TEXTAUSSCHNITT:
02.10.2002
Europa- Tagung der Diakonie Sachsen in Meißen
(DTPA/MT) MEISSEN: Unter dem Motto "Diakonie ohne Grenzen - EU- Osterweiterung diakonisch buchstabiert" veranstaltet die Diakonie Sachsen vom 1. bis 3. Oktober 2002 eine Tagung in Meißen. Unter den Teilnehmern befinden sich die Geschäftsführer aller großen Diakonie-Einrichtungen in Tschechien, Polen und Sachsen.
Die sächsische Sozialministerin Christine Weber referierte heute über "Chancen und Möglichkeiten von gemeinsamen sozialen Projekten in den Euroregionen". Die Förderprogramme INTERREG III A für Sachsen und Phare-CBC für Tschechien und Polen sind zentrale Instrumente zur Förderung grenzüberschreitender Zusammenarbeit. INTERREG III A wird aus dem Europäischen Fonds für Regionale Entwicklung finanziert. Die Mittel dienen der Förderung einer integrierten Regionalentwicklung in benachbarten Grenzgebieten. Mit seinen Partnern Niederschlesien und Tschechien hat der Freistaat Sachsen dazu gemeinsame Programme erarbeitet. Von den ca. 34 Millionen Euro, die jährlich an EU-Mitteln und Landesmitteln zur Verfügung stehen, sind ca. 1,5 Millionen Euro dem Sozial- und Gesundheitsbereich zugewiesen. Bisher wurden Projekte in der Suchtkrankenhilfe, Suchtprävention, Gesundheitsprävention, der Gesundheitsförderung und arbeitsweltbezogenen Jugendarbeit bewilligt, außerdem der Bau einer Kindertagesstätte für deutsche und tschechische Kinder in Oberwiesenthal (Bild: Spatenstich am 05.04.02).

FRAGEN ZUM TEXT:
#1 Wie viel der jährlich verfügbaren Mittel ist laut dem Bericht über die Europa-Tagung der Diakonie Sachsen dem Sozial- und Gesundheitsbereich zugewiesen?
#2 Führen Sie den Bericht über die Europa-Tagung der Diakonie Sachsen bitte im Anschluss an seinen letzten Satz fort.

VORLIEGENDE DATEN:

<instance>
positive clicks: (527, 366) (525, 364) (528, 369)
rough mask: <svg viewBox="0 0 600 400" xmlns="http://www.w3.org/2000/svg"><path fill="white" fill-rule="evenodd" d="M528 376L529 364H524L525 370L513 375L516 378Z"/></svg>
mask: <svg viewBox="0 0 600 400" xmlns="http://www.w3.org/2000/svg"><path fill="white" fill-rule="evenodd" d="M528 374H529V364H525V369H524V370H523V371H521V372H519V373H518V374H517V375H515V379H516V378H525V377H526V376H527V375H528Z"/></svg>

GELÖSTE AUFGABEN:
#1 Ca. 1,5 Millionen Euro.

#2
Das INTERREG-Programm ist für die nächsten Jahre bis 2006 festgelegt. "Soziale Projekte helfen den unmittelbar Begünstigten. Sie demonstrieren aber auch, dass das zusammenwachsende Europa nicht nur ein Wirtschaftsraum, sondern eine Wertegemeinschaft ist", erklärte die Sozialministerin.